**Given passage**.
──────────

Wow had extreme backlash from the community over hidden damage numbers with pvp scaling. It had to be completely removed from the game.
Diablo players have also expressed at length how they don’t want items to be chosen purely from stats like attack and defence. Many, many people have expressed the opposite of this including big influencers.
People want to have to think and do some math, none of which has ever been complicated in ARPGs, it’s always been pretty simple. Diablo 2 is a really good example and D4 itemisation is being based heavily from D2.
Not true me and others have also expressed that we don’t agree with you about dumbing down the game.
The amount of people you have personally seen quit are not statistically significant enough to be worth mentioning in this discussion.
They don’t really want simplified games. That’s why we got a resurgence of old school RPGs about 10 years ago. Overly simplified games tend to come with the side effect of very few ways to build characters, which is antithetical to what a RPG is supposed to be.
Sure a Diablo game ought to be easy to pick up and play, but it doesn’t need to be easier than Diablo 2 or 3. That’s just insulting your player’s intelligence level.
I was pretty active in the Mass Effect 3 community back in the day as a theorycrafter for the multiplayer.
I’ve also done my share in Diablo 2 and World of Warcraft.
I guess in my tabletop group I’m recognized as the best theorycrafter at the table, as well. Though my characters are usually built for RP over numbers.
It’s very simple math for Blizzard.
If you try to cater to everyone you will please nobody.
By not having any meaningful theory crafting opportunities, and a little bit of math to push your build to the next level. You will alienate a portion of the player base.
On the flip side, if you do have it and as you say “game too hard” crowd will be alienated.
Which of the two camps are most likely to stick with the game longterm and keep buying micro transactions. Make videos on youtube, posting on forums. Making guides. You know keeping the game alive.
Just be aware though of my added bolded little part, of your core gamers. D3 and patches 1.10 and after in D2 made it in my eyes harder to determine what core players are for the Diablo series for Blizzard, but they did that to themselves.
In my eyes every game and it does not matter whether has simplified or more complex math should have a learning curve and not hold hands beyond that. The learning curve the game provides is and should be the hand holding and that should not end per se in the short story format.
I will give a slight example I know not everyone agrees with me about this and that is fine, but just try to follow my thinking. As some people may know I am not a big fan of recent Inna and EN nerfs. There are two reasons for that, it is not that I think Inna for how easy she was to play it was right she could be as strong as she was, but in my eyes she filled as big stick a need that the game is missing too much.

──────────

**What is required**.
In the passage on Diablo game design, which earlier game is D4 itemisation said to be heavily based on?

**Data extract**.

──────────

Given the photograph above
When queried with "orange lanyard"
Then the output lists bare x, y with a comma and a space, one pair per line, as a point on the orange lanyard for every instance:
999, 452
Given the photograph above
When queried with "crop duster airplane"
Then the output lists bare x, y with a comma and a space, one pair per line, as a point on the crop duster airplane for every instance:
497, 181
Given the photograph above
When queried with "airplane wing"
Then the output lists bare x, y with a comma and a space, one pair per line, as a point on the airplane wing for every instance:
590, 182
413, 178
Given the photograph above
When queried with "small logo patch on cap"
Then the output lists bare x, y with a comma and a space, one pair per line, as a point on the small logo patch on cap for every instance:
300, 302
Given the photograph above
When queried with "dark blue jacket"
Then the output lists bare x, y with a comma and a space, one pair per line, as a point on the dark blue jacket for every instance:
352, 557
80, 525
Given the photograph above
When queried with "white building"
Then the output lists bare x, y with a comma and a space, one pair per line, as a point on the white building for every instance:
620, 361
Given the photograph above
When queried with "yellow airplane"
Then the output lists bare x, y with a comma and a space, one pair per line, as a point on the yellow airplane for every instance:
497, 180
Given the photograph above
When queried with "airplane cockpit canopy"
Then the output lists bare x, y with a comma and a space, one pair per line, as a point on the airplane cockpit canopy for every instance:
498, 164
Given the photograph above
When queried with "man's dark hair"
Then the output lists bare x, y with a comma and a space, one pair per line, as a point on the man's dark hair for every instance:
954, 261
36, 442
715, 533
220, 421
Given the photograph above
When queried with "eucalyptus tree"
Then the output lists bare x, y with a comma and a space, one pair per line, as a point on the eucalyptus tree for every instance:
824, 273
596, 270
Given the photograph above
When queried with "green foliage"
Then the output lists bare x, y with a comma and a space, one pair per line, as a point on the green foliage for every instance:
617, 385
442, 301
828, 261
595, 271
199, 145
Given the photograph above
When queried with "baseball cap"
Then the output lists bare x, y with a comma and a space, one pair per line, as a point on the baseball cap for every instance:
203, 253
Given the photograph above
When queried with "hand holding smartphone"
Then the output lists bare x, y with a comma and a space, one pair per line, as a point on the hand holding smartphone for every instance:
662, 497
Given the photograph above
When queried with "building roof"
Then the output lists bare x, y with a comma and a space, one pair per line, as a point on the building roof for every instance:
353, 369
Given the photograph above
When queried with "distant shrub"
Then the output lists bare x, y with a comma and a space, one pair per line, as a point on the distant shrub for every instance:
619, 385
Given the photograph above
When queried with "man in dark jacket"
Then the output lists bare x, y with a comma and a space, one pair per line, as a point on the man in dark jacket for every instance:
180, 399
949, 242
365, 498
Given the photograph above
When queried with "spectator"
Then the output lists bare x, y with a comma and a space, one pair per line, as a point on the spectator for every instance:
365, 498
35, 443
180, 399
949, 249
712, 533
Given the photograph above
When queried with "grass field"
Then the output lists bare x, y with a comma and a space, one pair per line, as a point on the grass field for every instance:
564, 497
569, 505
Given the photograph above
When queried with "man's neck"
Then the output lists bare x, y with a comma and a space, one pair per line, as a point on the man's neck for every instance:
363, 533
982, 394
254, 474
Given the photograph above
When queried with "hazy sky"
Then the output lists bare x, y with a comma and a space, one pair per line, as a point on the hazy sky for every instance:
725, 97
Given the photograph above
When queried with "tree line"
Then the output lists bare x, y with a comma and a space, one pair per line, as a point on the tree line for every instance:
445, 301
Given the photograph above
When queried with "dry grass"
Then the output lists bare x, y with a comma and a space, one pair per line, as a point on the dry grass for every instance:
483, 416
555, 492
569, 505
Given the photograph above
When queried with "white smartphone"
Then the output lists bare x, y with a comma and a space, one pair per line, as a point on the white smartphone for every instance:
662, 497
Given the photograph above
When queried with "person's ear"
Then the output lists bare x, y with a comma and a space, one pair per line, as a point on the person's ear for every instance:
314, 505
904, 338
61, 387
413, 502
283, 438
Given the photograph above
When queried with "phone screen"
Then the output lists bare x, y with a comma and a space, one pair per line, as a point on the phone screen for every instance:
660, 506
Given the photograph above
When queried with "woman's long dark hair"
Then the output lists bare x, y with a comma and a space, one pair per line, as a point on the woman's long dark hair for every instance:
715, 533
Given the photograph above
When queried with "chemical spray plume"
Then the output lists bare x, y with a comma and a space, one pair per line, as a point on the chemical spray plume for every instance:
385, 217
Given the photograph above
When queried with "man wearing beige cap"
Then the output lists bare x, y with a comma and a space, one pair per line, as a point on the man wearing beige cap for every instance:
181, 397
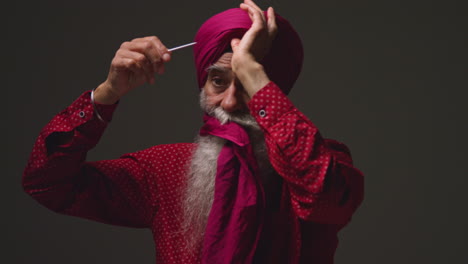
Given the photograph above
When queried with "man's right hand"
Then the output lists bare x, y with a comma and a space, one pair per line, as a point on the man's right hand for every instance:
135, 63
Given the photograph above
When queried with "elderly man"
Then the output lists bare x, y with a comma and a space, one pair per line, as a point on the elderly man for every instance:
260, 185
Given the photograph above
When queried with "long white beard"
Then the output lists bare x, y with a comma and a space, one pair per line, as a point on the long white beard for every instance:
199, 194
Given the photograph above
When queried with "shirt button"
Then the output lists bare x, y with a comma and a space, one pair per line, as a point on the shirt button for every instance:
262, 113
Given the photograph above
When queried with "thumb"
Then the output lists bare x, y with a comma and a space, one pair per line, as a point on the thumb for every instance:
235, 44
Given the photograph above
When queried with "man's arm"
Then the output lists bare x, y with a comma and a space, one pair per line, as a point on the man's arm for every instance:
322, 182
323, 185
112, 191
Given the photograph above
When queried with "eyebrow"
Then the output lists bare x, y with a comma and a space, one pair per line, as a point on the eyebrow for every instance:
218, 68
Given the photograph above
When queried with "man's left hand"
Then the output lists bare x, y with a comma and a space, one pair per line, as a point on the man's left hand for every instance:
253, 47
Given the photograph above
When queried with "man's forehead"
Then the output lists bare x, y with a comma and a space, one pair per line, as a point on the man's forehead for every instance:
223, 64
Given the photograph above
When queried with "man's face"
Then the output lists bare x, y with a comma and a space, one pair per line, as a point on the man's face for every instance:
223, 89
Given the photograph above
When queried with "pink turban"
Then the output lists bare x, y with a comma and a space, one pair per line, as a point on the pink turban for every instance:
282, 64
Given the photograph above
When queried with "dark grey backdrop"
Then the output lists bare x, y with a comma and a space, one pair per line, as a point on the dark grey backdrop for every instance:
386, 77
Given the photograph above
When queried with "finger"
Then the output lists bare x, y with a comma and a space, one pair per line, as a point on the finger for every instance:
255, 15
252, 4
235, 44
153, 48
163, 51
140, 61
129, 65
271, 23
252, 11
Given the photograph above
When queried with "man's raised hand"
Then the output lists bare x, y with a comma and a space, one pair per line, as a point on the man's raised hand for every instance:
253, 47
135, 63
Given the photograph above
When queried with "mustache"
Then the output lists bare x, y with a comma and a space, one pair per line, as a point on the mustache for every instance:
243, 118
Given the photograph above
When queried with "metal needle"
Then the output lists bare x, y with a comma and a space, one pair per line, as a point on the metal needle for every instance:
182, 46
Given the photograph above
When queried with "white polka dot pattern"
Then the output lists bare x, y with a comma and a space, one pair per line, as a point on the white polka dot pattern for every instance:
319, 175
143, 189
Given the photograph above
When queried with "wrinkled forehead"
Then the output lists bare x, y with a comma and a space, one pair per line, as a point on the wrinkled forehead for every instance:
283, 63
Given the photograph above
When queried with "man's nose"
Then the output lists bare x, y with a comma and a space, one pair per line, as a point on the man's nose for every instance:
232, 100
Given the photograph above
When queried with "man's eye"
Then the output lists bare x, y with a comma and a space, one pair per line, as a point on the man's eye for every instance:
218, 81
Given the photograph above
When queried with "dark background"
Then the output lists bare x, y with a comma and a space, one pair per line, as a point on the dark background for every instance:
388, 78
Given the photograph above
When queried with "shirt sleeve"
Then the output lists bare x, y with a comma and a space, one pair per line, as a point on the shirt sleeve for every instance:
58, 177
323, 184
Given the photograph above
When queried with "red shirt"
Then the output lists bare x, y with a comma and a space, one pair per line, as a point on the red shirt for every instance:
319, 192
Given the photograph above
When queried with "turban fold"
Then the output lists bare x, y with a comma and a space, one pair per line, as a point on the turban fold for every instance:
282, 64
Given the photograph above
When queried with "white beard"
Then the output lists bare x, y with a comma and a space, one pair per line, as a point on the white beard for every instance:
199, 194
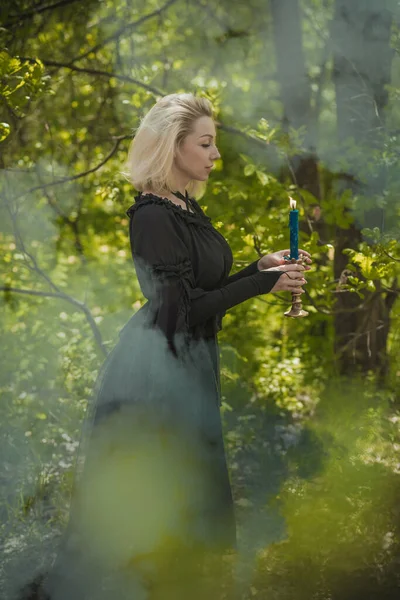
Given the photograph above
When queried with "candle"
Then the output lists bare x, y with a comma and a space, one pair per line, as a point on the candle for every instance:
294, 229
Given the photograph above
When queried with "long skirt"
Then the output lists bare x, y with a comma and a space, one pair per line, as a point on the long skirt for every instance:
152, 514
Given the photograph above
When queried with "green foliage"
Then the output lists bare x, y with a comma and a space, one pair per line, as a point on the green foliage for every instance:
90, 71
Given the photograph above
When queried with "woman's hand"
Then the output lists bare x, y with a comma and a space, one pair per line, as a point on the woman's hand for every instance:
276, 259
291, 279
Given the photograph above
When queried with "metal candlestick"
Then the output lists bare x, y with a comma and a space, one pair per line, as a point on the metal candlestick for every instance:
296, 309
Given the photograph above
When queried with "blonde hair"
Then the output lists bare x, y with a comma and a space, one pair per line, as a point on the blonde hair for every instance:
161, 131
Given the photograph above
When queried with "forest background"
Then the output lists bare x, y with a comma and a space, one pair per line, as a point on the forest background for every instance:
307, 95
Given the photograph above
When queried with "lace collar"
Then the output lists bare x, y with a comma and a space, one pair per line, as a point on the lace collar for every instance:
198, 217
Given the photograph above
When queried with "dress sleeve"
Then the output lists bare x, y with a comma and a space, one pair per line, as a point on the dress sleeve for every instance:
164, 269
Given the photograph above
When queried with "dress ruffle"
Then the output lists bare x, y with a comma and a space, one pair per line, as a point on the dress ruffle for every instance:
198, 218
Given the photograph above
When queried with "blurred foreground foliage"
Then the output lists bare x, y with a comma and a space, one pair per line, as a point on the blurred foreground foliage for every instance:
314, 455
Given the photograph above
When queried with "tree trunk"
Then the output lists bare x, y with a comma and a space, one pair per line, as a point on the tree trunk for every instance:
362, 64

──────────

**Answer to the exercise**.
Diablo 2.